--- Aim of the task ---
The records below need retyping in full; give them again exactly.

--- Exercise data ---
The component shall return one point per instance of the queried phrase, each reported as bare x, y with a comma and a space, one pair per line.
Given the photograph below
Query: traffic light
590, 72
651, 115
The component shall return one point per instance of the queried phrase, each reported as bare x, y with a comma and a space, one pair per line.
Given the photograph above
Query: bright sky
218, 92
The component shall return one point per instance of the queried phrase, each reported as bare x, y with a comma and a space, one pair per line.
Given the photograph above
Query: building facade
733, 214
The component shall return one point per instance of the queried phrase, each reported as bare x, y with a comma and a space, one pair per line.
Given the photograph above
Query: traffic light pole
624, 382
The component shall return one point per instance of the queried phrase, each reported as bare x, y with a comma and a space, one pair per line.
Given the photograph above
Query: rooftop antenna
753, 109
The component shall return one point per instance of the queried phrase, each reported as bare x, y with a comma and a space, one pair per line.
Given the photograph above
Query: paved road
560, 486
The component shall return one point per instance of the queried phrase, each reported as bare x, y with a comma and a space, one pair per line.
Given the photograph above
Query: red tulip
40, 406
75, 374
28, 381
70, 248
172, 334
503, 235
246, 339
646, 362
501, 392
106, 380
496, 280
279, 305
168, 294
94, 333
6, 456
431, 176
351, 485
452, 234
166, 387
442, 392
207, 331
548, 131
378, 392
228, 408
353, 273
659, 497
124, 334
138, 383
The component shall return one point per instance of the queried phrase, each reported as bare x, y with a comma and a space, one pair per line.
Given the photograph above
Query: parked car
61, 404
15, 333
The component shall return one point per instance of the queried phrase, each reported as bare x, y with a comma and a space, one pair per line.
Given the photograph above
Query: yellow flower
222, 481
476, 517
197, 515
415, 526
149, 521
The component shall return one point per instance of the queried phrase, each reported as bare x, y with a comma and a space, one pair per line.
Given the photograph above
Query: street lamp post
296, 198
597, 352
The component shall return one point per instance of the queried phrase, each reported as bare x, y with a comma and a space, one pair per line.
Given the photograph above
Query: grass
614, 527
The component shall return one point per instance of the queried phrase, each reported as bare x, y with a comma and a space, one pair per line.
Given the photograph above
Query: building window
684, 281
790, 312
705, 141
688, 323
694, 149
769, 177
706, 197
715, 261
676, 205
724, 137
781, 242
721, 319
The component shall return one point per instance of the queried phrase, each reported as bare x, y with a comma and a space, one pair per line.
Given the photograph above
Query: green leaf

--- Full output ---
The component shall return one point per instance of the queried phrase, each reported as bare x, y with a comma and a space, one pair per line.
Given the photograph below
Query: traffic light
590, 72
651, 115
The component shall return one point per instance of the queried phrase, each reported as bare x, y with a comma and a space, one pair per line.
Given the photograph above
Query: bright sky
218, 92
The component shall return one point per instance of the queried phrase, each reported as bare x, y with a comma and a space, one pair per line.
Given the photograph above
Query: building facade
733, 214
The component shall return one point per instance of the queried phrase, each reported as bare x, y with a comma and a space, one pair per line.
Given the photograph above
Query: traffic light pole
624, 382
The component shall return one point per instance of the queried phrase, each reported as bare x, y with a comma and a space, one pair per line.
Given the photograph above
Query: rooftop antenna
753, 109
The component shall return one point per instance of the queried phrase, each reported as bare x, y with a comma and a space, one pair per line.
Given the photograph above
Query: paved road
560, 486
The component shall return one point per instance of the queried phrase, each reported as bare x, y with a comma and a space, one pair per line.
Given the photograph above
Query: red tulip
40, 406
75, 374
28, 381
70, 248
172, 334
503, 235
246, 339
646, 362
501, 392
106, 380
496, 280
279, 305
168, 294
94, 333
6, 456
431, 176
351, 485
452, 234
166, 387
442, 392
207, 331
548, 131
378, 392
228, 408
353, 273
659, 497
124, 334
138, 383
The component shall return one point per instance of the queried phrase, each reported as bare x, y with a comma and a space, one pair per line.
Given the photograph above
Query: parked car
61, 404
15, 333
The component shall return one point per instance of the queried phrase, each reported as bare x, y with a comma and a space, one pair per line.
Given the photograph above
Query: yellow flower
222, 481
476, 517
197, 515
415, 526
149, 521
The component shall return one point per instance of the queried phrase, each reported as bare x, y with a comma and a space, one pair per line.
Given the photograph above
Query: street lamp post
296, 198
597, 352
The component shall return one point per instance of the queried phrase, each reported as bare x, y with a comma and a space, one pair per line.
Given the photograph above
Query: grass
614, 527
The component shall return one point per instance of the queried phrase, each reported as bare x, y with a comma and a space, one pair per line.
Given the photograph above
Query: building window
684, 281
790, 312
705, 141
688, 323
694, 149
769, 177
706, 197
715, 261
676, 205
724, 137
781, 242
721, 319
The component shall return one point per instance of the queried phrase, each reported as bare x, y with a comma and a space, one pair per line.
Given the photograph above
Query: green leaf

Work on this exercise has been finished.